## Passage
Speaker: Zikuan Chen Ph.D

Host: Yu-feng Zang

Time: Mar. 23, 2018, 13:00 p.m.    

Location: Shuyuan 19-308

Abstract: 

BOLD fMRI has been widely accepted for brain function study. In nature, the output of BOLD fMRI consists of a pair of magnitude and phase components. Conventionally, only the magnitude has been used for brain function analysis, and the phase data were discarded. Recent research shows that neither the magnitude nor the phase of BOLD fMRI is a faithful representation of the original brain magnetic state due to MRI-introduced transformations (such as the dipole effect) and nonlinear distortions (such as complex modulo and complex argument calculations). One consequence is that the raw BOLD fMRI data is determined by MRI experiment parameters, such as B0 and echo time (TE). In principle, we can remove the MRI transformations and MRI parameter dependences by computationally solving an inverse MRI problem (CIMRI). In this talk, I will present the CIMRI principle (inverse MRI theory) and technology (3D dipole inversion) for reconstructing the original brain magnetic state (free from MRI influences) and its applications for more truthful brain function study.

## Exercise directions
Write what comes next in the BOLD fMRI talk announcement, picking up after its final sentence. The data that comes after the BOLD fMRI talk announcement has no connection to it.

## Supplied data

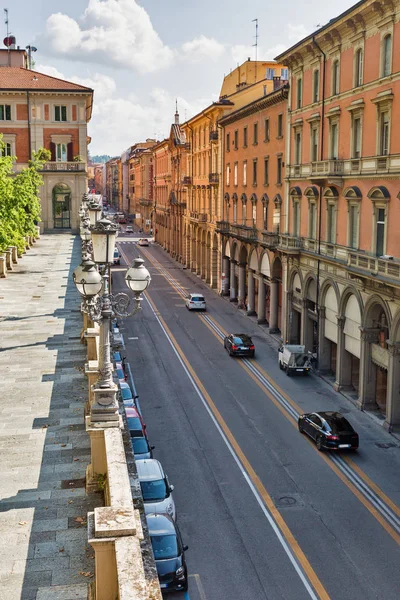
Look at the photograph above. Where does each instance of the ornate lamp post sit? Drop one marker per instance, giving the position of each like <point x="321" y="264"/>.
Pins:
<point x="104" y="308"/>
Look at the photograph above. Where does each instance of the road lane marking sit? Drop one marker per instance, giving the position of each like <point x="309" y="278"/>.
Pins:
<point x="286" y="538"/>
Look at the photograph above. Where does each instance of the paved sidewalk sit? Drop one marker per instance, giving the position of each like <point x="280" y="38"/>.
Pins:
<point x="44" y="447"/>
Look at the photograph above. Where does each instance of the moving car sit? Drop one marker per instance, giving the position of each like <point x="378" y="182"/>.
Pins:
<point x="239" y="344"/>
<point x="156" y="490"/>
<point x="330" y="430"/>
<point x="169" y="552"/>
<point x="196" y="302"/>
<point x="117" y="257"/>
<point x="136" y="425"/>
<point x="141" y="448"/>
---
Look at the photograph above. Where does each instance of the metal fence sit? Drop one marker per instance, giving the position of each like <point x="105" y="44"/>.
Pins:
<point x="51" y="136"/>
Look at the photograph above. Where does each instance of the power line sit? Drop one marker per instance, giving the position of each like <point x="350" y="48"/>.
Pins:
...
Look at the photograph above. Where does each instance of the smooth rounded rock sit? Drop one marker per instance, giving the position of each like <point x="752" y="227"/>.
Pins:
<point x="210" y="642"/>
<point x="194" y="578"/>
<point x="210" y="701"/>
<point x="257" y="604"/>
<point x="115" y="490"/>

## Result of the exercise
Personal Profile:

1993, Ph.D. from Nankai University

1997-1999, Postdoctoral (University of Dayton, University of Tennessee)

2000-2006, Associate Fellow, Assistant Professor of Research (University of California, Irvine, University of Rochester)

2006-2008, Professor (Biomedical Engineering, Northeast University)

2008-present, researcher at the American Institute of Mental Network

Research fields: optical engineering and applied optics; computer image processing and recognition; computer tomography (CT);

Magnetic resonance imaging (MRI); Neuroimaging.

More than 80 academic papers have been published by the first author.